**REQUIRED WORK:** Reproduce the closing run of lines below verbatim, from the line that contains "ferry hull in the photo above." up to and including the final line.

**THE INPUT:**

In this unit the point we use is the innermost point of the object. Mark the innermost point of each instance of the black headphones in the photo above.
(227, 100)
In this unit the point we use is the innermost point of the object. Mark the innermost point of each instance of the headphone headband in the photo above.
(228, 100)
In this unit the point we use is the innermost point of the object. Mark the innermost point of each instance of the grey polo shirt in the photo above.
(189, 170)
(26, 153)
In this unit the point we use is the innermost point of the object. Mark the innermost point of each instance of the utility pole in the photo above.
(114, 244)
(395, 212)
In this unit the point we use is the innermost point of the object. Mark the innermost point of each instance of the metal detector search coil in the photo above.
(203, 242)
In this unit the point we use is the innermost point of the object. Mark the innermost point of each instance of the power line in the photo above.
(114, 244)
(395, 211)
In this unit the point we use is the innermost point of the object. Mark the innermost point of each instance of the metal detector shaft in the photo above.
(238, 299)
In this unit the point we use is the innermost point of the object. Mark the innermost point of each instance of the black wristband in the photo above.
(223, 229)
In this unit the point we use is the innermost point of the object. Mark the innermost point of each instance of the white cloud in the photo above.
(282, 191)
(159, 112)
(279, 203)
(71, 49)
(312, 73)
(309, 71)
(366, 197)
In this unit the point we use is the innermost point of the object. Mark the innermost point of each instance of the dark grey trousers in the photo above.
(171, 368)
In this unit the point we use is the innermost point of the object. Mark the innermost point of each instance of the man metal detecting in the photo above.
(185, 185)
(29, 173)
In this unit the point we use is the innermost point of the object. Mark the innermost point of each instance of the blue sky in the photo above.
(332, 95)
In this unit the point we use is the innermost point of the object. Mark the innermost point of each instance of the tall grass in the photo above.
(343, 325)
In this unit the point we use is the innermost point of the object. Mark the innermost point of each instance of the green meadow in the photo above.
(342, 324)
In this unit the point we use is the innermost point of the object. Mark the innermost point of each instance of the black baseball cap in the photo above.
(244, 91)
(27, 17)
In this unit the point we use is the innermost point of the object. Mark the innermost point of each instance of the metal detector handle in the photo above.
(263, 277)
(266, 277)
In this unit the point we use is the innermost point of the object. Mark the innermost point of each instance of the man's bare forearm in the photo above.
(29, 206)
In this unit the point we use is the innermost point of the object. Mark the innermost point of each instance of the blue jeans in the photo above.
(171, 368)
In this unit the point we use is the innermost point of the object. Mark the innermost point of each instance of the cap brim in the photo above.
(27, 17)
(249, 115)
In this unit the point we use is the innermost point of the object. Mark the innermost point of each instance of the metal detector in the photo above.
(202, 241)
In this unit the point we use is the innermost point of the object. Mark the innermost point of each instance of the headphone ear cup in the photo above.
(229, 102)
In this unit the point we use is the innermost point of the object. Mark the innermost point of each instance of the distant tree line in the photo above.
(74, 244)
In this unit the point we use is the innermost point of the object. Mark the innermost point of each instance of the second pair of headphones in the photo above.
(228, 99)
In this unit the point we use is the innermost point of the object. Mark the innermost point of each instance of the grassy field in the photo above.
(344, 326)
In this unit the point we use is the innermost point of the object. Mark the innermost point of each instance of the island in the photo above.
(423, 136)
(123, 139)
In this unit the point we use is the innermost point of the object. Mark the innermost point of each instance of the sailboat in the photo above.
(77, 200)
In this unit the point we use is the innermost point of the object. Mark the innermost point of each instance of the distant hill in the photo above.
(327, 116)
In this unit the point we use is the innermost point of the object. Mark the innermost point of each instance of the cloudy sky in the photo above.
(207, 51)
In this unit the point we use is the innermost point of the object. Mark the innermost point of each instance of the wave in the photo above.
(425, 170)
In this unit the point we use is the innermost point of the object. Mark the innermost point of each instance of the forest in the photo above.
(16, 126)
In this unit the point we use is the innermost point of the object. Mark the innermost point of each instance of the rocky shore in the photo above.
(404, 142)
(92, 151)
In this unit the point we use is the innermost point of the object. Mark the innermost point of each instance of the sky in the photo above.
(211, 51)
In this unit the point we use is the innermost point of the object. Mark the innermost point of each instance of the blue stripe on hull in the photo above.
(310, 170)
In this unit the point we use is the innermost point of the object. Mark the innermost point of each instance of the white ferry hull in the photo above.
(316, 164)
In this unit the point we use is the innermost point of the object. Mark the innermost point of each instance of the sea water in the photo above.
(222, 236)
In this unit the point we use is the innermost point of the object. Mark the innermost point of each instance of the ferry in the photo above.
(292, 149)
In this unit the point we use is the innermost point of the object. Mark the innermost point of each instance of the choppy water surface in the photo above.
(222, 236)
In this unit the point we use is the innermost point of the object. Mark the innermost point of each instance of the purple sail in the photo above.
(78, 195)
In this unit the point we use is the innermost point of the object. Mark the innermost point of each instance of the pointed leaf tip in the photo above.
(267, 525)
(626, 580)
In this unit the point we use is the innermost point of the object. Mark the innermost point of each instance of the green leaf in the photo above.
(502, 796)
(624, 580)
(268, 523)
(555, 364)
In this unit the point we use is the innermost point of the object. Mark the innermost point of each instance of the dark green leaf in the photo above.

**RESULT:**
In this unit the point we use is the innermost point of the object. Mark the innermost point of each instance of the white ferry hull in the photo above.
(316, 164)
In this unit the point we use is the innermost point of the object. Mark the innermost point of each instance of the sea water in the photo above.
(222, 236)
In this unit the point we use is the innermost point of the object. Mark the innermost point of each instance of the ferry in the photo above.
(292, 149)
In this unit the point we use is the innermost point of the object. Mark the innermost point of each instance of the choppy water surface in the photo above.
(222, 236)
In this unit the point we use is the innermost point of the object. Mark the innermost point of each instance of the purple sail in the photo above.
(78, 195)
In this unit the point we use is the innermost point of the object. Mark the innermost point of each instance of the pointed leaf tip in the photo above.
(267, 525)
(626, 580)
In this unit the point we use is the innermost point of the object. Mark the innermost point of each instance of the green leaf in the photo above.
(502, 796)
(624, 580)
(268, 523)
(555, 364)
In this unit the point we use is the innermost point of the object. Mark the innermost point of each instance of the dark green leaf in the photo above.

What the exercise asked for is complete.